Task item - Take the line containing "Task: indicate the woman's nose" as the first and the last line of the records below as the end, and please set down only what lies between them exactly, both ends included.

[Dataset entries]
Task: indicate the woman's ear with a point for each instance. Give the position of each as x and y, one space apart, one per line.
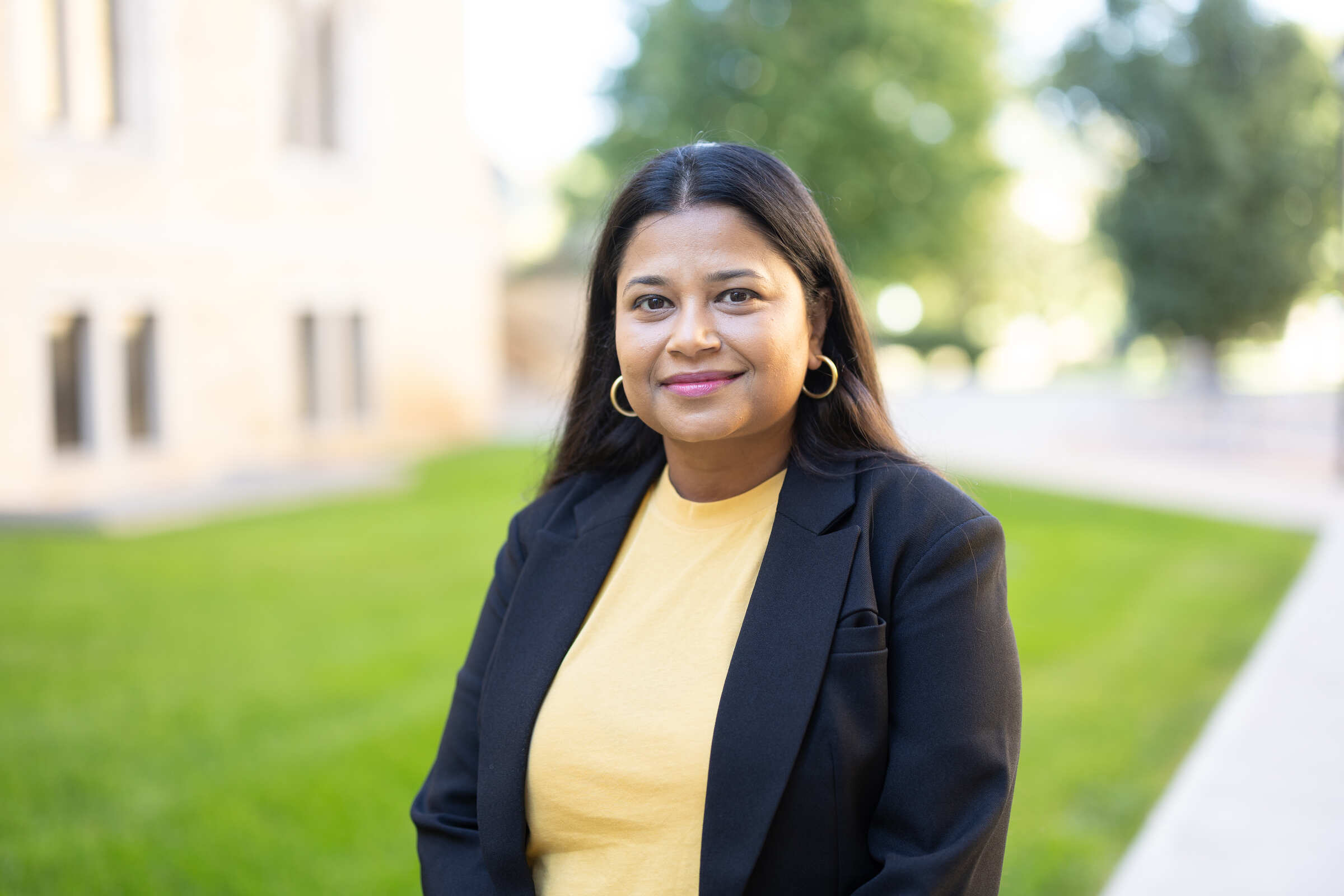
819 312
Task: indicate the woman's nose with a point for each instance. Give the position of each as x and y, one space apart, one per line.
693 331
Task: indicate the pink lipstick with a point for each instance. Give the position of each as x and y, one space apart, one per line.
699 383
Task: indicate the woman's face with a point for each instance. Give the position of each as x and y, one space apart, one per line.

Final answer -
Task: indicate the woman's nose with a point for each instance. Give the position of each as x and y, one space apart, one per line.
693 331
Task: indicate the pink lipstick with a point for each instance. Give the position of each as x and y, one space apart, one per line.
699 383
Task: indicate the woman's face with a point for each instance. Give the position of each as x and y, one space apart, one per line.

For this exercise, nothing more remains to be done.